● SET EXERCISE: Reproduce verbatim the passage of the MFS forum thread that begins with "Interestingly enough, the" and continues through "of HFA Holdings.".

● SELECTED EXCERPT:
======

# MPY - MFS Living and Leisure Group



## scsl (28 June 2006)

This may well be a contentious point… 

Yesterday I received in the mail yet another prospectus and PDS on behalf of MFS Limited, and after having a close look through it, couldn’t help but notice the similarities between MFS and Macquarie Bank. 

This time, MFS Living and Leisure Group (MLG) are raising $175 million. ‘What is it for?’ you might ask. Well, MFS are conducting this capital raising so that MLG can effectively acquire MFS’s aquarium and ski resorts businesses. This ‘offloading’ of assets from its balance sheets is exactly what Mac Bank is famous for.

Interestingly enough, the Macquarie bankers are the sole lead manager and underwriter. 

Mac Bank has well over a dozen ASX listed property and equity funds, not to mention it also has many unlisted funds. I’m sure we can all name at least 3 or 4 of these. MFS (which has a market cap of $917 million compared with MBL’s $16,784 million) is also starting to make a name for itself, with 4 listed funds, including the recently successful float of HFA Holdings. 

This brings us to fees. MLG will pay MFS an acquisition fee alone of $2.6 million. Down the track, MFS, like MBL, will continue to reap all sorts of fees from its listed funds, including base management, incentive and performance fees.

Apart from this offloading of assets into listed funds, MFS also manages a broad range of income, direct property and its ASX listed funds. MFS specialises in diversified funds management, structured finance and tourism and currently manages over $2.5 billion in funds across Australia and New Zealand. 

The following is from MLG’s prospectus:
*MLG will seek to combine its management’s expertise with MFS’s fund and asset management expertise, execution and financing capabilities. MFS’s deal flow, client relationships and expertise in identifying further investment opportunities are expected to be a key advantage to MLG.*
Does this sound familiar??

Will MFS be the next ‘millionaire’s factory’? I’d like to think so!   Any thoughts?  

Cheers
scsl 

Please do further research and note that I hold shares in MFS and HFA.


----------



## michael_selway (13 July 2006)

*Re: The next Macquarie Bank?*



			
				scsl said:
			
		

> This may well be a contentious point…
> 
> Yesterday I received in the mail yet another prospectus and PDS on behalf of MFS Limited, and after having a close look through it, couldn’t help but notice the similarities between MFS and Macquarie Bank.
> 
> ...




Its not bad, ist up there with MBL, BNB, RCD (AFG)

are there any risks u see thi MFS?

thx

MS


----------



## RichKid (20 July 2006)

*Re: The next Macquarie Bank?*

Do followers know the stock code for the stapled security? It's not coming up under 'MLG'. I assume it's been listed.


----------



## scsl (20 July 2006)

*Re: The next Macquarie Bank?*



			
				RichKid said:
			
		

> Do followers know the stock code for the stapled security? It's not coming up under 'MLG'. I assume it's been listed.



*MPY - MFS Living and Leisure Group * 

It's been listed since mid 2003 but the 175 million new stapled securities issued in the recent capital raising started normal trading on 18 July.

RichKid, do you hold any MPY shares?


----------



## scsl (23 July 2006)

*Re: The next Macquarie Bank?*



			
				michael_selway said:
			
		

> Its not bad, ist up there with MBL, BNB, RCD (AFG)
> 
> are there any risks u see thi MFS?
> 
> ...

======

● Region labeling entries:

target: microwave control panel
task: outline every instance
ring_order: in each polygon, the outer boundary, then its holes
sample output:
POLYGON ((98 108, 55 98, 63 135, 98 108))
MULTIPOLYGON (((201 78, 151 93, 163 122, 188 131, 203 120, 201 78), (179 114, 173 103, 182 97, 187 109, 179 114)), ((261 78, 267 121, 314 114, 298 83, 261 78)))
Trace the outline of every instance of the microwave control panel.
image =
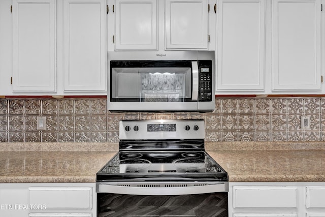
POLYGON ((212 69, 211 60, 199 60, 199 101, 210 102, 212 100, 212 69))

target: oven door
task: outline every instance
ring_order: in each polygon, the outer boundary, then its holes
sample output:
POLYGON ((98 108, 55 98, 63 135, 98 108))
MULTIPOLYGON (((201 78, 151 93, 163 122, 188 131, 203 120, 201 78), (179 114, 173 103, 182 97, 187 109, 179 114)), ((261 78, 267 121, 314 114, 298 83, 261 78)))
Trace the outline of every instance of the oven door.
POLYGON ((228 182, 187 185, 97 183, 98 216, 228 216, 228 182))

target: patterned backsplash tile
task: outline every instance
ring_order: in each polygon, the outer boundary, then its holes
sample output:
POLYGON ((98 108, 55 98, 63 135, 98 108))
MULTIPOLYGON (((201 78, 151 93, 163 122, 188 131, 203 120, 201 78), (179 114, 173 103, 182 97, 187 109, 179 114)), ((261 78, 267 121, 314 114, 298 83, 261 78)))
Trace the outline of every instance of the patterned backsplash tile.
POLYGON ((103 98, 0 99, 0 142, 118 141, 121 119, 203 119, 207 141, 325 140, 325 98, 217 98, 212 113, 112 113, 103 98), (310 128, 302 130, 307 115, 310 128), (39 131, 37 116, 46 130, 39 131))

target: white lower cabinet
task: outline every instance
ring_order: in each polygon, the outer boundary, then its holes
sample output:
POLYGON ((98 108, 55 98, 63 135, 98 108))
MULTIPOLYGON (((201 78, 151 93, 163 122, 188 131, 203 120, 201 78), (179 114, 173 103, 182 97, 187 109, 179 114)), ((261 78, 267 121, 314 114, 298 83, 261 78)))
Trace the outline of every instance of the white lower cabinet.
POLYGON ((297 213, 234 213, 234 217, 297 217, 297 213))
POLYGON ((91 217, 91 213, 30 213, 28 217, 91 217))
POLYGON ((95 217, 93 183, 1 183, 0 216, 95 217))
POLYGON ((325 182, 230 182, 229 216, 325 217, 325 182))

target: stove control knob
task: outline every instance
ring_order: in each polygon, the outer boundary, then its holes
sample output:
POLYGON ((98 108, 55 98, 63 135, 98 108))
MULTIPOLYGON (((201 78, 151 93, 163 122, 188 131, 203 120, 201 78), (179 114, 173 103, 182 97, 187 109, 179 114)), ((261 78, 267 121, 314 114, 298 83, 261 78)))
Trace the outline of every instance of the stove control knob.
POLYGON ((126 131, 129 131, 130 130, 131 130, 131 128, 130 128, 130 126, 127 126, 125 127, 124 129, 125 129, 126 131))

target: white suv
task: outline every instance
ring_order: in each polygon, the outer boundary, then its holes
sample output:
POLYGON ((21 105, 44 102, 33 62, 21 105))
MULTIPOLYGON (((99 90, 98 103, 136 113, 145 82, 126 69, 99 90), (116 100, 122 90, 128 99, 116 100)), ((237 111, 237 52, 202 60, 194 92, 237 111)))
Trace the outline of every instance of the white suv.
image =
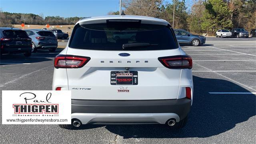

======

● RESPONSE TO THE TASK:
Interestingly enough, the Macquarie bankers are the sole lead manager and underwriter. 

Mac Bank has well over a dozen ASX listed property and equity funds, not to mention it also has many unlisted funds. I’m sure we can all name at least 3 or 4 of these. MFS (which has a market cap of $917 million compared with MBL’s $16,784 million) is also starting to make a name for itself, with 4 listed funds, including the recently successful float of HFA Holdings.